■ **Directions for this task**
Repeat the entries. Each one must match exactly.

■ **Source data**
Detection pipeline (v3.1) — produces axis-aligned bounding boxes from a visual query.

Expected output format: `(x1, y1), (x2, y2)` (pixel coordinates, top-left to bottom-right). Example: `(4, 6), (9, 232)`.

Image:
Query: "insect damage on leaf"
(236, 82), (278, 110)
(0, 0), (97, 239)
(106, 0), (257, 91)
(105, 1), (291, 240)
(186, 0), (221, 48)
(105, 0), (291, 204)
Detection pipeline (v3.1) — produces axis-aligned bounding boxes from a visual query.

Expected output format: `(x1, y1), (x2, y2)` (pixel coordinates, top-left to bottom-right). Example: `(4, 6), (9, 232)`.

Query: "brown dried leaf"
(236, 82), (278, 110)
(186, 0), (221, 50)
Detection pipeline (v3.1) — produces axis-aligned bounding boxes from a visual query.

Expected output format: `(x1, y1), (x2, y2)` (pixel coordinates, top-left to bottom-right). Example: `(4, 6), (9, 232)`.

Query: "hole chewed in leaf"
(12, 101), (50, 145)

■ **Output below**
Detection pipeline (v3.1) — produces axis-aligned bounding boxes from a visual query.

Expected output format: `(x1, y1), (x2, y2)` (pixel coordinates, top-left to bottom-right). Example: `(4, 6), (9, 232)`.

Image:
Query: "insect damage on leaf"
(236, 82), (278, 110)
(0, 0), (97, 239)
(106, 0), (257, 91)
(105, 1), (291, 240)
(186, 0), (221, 48)
(105, 0), (291, 204)
Detection pipeline (v3.1) — produces axis-aligned bounding boxes from a visual query.

Expected output format: `(x1, y1), (x2, y2)` (pixel coordinates, top-left to bottom-right). Example: `(4, 6), (9, 232)`.

Query: "brown dried leaf"
(236, 82), (278, 110)
(186, 0), (221, 50)
Detection pipeline (v3.1) — produces axis-aligned bounding boxes from a visual query.

Expected output format: `(x1, y1), (x2, y2)` (pixel coordinates, top-left to bottom-right). Example: `(4, 6), (9, 232)`.

Query: "hole chewed in leaf"
(12, 101), (50, 145)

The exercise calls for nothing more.